# TASK STATEMENT
Copy out every record below exactly as written, but leave out any pictures.

Natural language region descriptions
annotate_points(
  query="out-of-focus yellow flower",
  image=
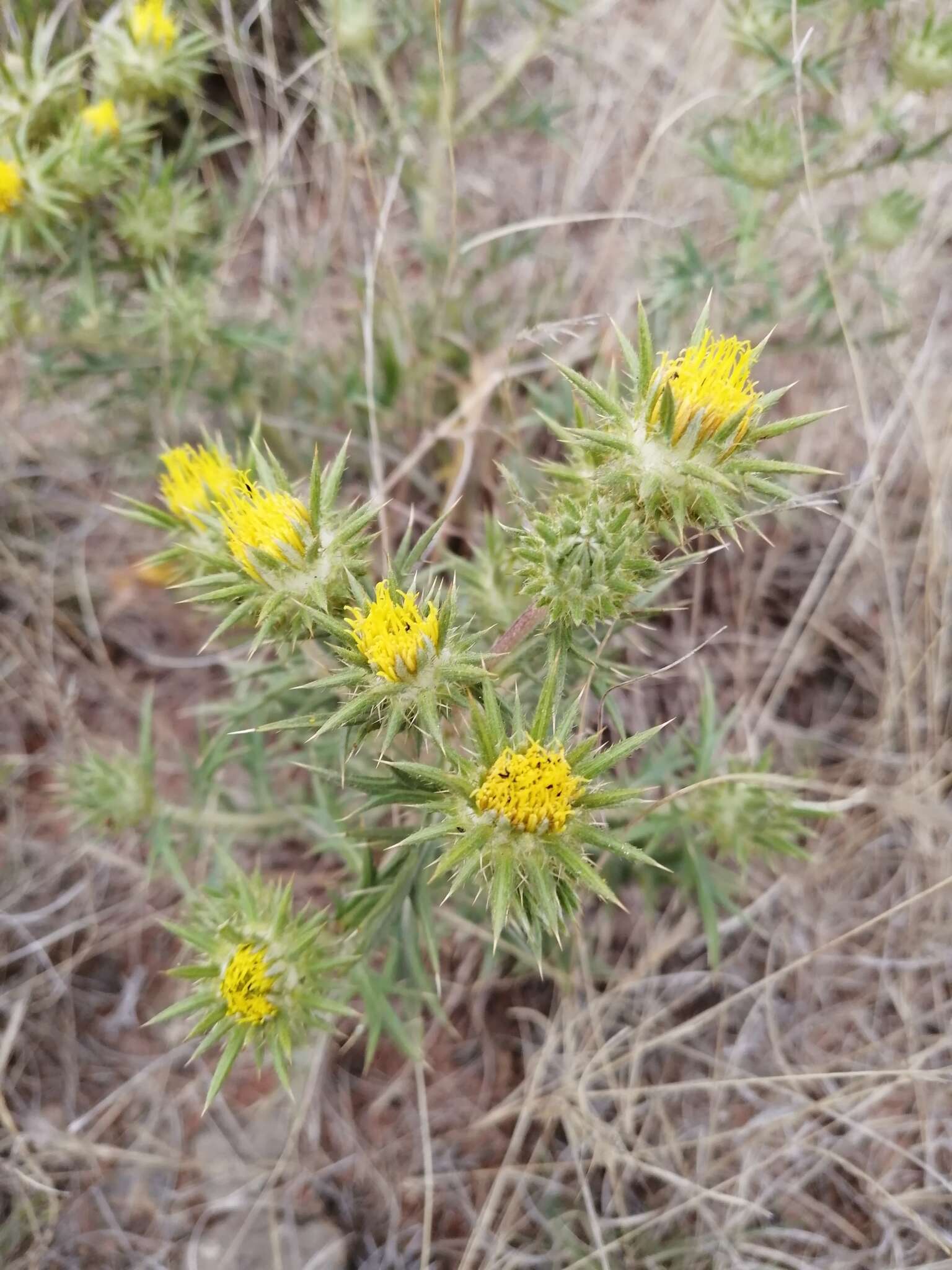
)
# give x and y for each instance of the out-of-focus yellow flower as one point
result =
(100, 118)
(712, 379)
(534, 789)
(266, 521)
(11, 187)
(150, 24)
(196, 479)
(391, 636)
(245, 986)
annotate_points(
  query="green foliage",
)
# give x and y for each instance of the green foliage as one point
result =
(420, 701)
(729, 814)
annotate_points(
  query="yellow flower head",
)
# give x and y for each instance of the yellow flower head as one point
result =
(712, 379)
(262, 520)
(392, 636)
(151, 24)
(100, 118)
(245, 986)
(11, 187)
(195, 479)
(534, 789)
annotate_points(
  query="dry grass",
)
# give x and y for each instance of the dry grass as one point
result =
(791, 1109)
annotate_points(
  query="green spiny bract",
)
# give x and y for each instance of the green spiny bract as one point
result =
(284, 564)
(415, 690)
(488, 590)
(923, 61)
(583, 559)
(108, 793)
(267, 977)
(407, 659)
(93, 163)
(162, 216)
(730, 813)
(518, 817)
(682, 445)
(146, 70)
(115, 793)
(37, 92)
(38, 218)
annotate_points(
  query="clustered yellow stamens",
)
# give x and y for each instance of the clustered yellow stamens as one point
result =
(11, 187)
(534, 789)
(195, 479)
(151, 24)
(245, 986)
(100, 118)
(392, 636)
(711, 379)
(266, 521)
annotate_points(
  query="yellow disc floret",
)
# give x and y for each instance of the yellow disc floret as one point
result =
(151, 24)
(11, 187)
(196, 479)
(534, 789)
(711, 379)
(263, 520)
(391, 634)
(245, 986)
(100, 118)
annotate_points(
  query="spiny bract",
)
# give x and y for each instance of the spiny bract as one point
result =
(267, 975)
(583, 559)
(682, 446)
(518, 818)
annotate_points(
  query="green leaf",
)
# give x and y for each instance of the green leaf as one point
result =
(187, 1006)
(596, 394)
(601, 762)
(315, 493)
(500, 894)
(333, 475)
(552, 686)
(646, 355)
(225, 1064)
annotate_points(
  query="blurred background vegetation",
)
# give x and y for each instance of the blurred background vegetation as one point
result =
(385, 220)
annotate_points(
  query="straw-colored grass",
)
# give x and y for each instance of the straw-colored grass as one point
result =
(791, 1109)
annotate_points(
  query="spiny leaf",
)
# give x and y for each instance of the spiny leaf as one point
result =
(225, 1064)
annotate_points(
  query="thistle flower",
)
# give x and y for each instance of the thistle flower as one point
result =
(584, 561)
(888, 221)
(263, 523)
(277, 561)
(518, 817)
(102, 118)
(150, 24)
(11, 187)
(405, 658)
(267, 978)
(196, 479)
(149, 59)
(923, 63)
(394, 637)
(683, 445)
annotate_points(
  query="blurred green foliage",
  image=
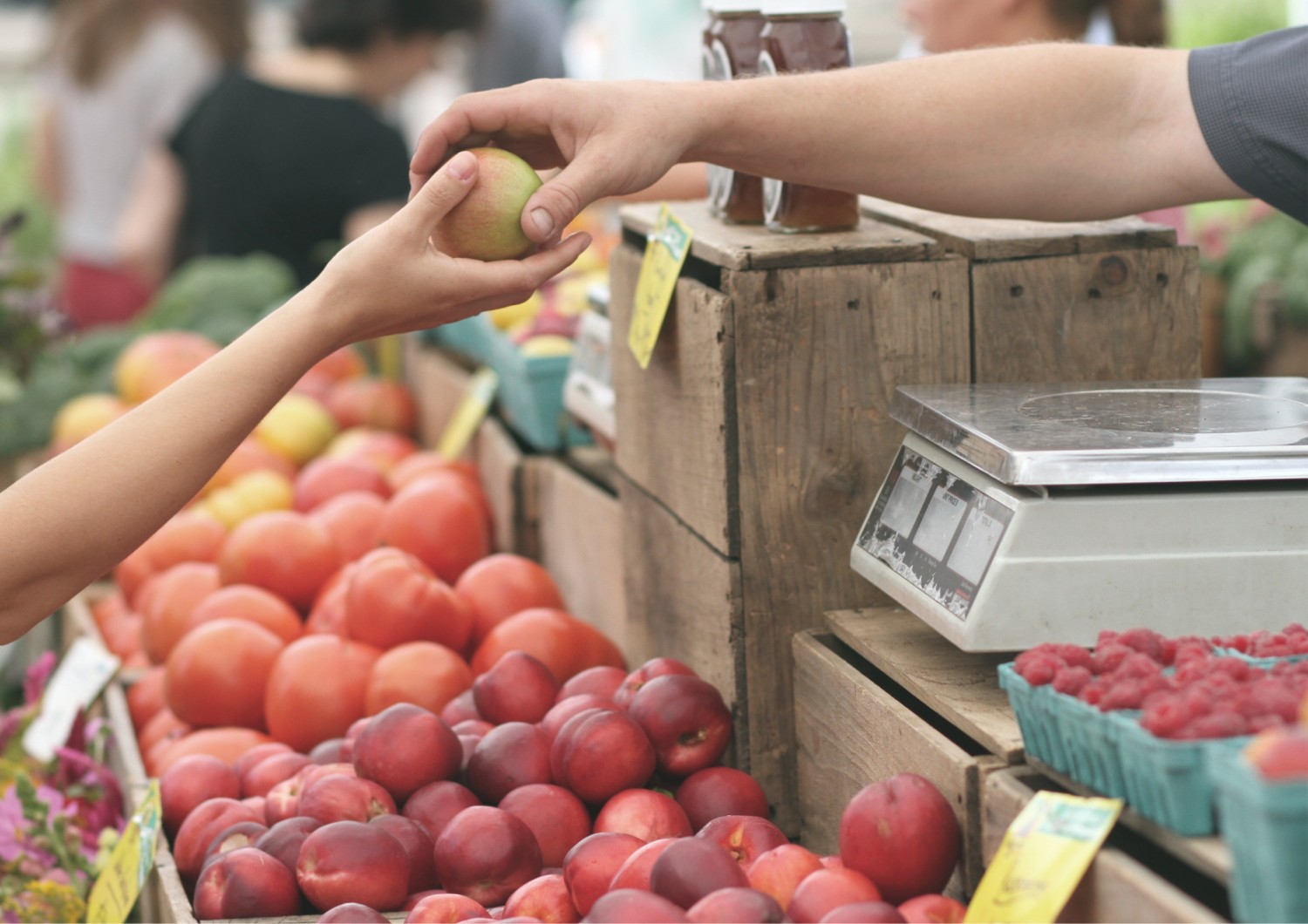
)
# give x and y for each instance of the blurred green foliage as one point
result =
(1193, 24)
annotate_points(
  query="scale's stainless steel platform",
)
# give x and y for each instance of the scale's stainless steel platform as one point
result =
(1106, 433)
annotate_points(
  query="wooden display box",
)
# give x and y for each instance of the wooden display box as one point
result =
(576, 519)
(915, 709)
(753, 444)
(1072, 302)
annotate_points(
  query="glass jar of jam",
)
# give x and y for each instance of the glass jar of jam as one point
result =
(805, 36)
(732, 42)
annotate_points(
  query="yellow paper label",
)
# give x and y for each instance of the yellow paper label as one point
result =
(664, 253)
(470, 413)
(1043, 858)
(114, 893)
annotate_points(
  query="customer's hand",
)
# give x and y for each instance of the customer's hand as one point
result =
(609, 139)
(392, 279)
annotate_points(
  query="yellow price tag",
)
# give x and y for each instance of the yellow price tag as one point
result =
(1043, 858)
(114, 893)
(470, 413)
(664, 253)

# ANSWER BELOW
annotate_points(
  query="out-of-focus yellow flower",
  image=
)
# give x and y for each instance of the out-of-focus yellow flower as one point
result =
(100, 118)
(712, 379)
(534, 789)
(266, 521)
(11, 187)
(150, 24)
(196, 479)
(391, 636)
(245, 986)
annotate_points(
  query="green foliage",
)
# give x and y for each instance of the green foliage as one point
result =
(420, 701)
(729, 814)
annotate_points(
  query="yellow flower head",
)
# give x and y for each instance of the yellow flower head as one point
result =
(712, 379)
(262, 520)
(392, 636)
(151, 24)
(100, 118)
(245, 986)
(11, 187)
(195, 479)
(534, 789)
annotate_points(
  query="dry grass",
)
# give x and y for each instance of the dry grass as one point
result =
(791, 1109)
annotate_points(
  query="green spiny bract",
)
# give x and y for each instance of the green spiny bract as one point
result =
(284, 564)
(415, 690)
(488, 590)
(923, 61)
(583, 559)
(108, 793)
(267, 977)
(407, 659)
(93, 163)
(162, 216)
(730, 813)
(518, 817)
(682, 445)
(146, 70)
(115, 793)
(37, 92)
(38, 218)
annotate_points(
  query="clustered yellow stamens",
)
# give x and y for each instance of the clustered yellow stamens as one point
result =
(11, 187)
(534, 789)
(195, 479)
(151, 24)
(245, 986)
(100, 118)
(392, 636)
(711, 379)
(266, 521)
annotate_points(
  query="yellow disc floret",
)
# give x and y for each instance of the yellow disc floret as one point
result =
(151, 24)
(11, 187)
(196, 479)
(534, 789)
(711, 379)
(263, 520)
(391, 634)
(245, 986)
(100, 118)
annotate_points(
  query="spiny bract",
)
# give x and y for each instance of the spiny bract as one point
result =
(267, 975)
(583, 559)
(682, 446)
(518, 818)
annotate_points(
  query="green leaf",
)
# give x and y for each instance of the green leaf as one point
result =
(187, 1006)
(596, 394)
(601, 762)
(315, 493)
(500, 894)
(333, 475)
(552, 686)
(646, 355)
(225, 1064)
annotate_points(
  query="blurred background vegetation",
)
# give x and y for each instance of the blurred background vegetation as one point
result =
(385, 220)
annotate_points(
  query="straw-colored grass",
)
# give x and y for each instance of the straw-colored grass as one point
result =
(791, 1109)
annotate_points(
  query="spiny leaf",
)
# give x and y for each instance of the spiny leaf as one point
result =
(225, 1064)
annotate_points(
  query="thistle flower",
)
# give x and y for each instance of the thistle flower as one point
result =
(584, 561)
(888, 221)
(263, 523)
(277, 561)
(518, 817)
(102, 118)
(150, 24)
(11, 187)
(405, 658)
(267, 978)
(196, 479)
(149, 59)
(923, 63)
(394, 637)
(683, 445)
annotate_points(
  query="blurred green foliage",
  image=
)
# give x and y for each instance of the blurred green foliage as one point
result =
(1193, 24)
annotate_points(
  query="scale's stainless steel platform",
)
# give x and y for each instance of the scale's stainless steel platform as one point
result =
(1106, 433)
annotate_points(
  query="wooden display box",
)
# give x and y for each instance of the wooden display box as one point
result =
(576, 519)
(915, 709)
(753, 444)
(1072, 302)
annotate_points(
  query="glass jar of jam",
)
# give x and y for each instance of the glass jar of jam as one point
result =
(805, 36)
(732, 42)
annotate_points(
  query="yellow paper label",
)
# give x and y for each instance of the yellow paper label as one point
result =
(664, 253)
(470, 413)
(1043, 858)
(114, 893)
annotate_points(
  query="customer's hand",
)
# give x and y for each instance of the customer's hand as one point
result =
(609, 139)
(392, 279)
annotate_points(
  query="yellow price tag",
)
# give x and y for each instance of the yellow price tag as one point
result =
(1043, 858)
(114, 893)
(470, 413)
(664, 253)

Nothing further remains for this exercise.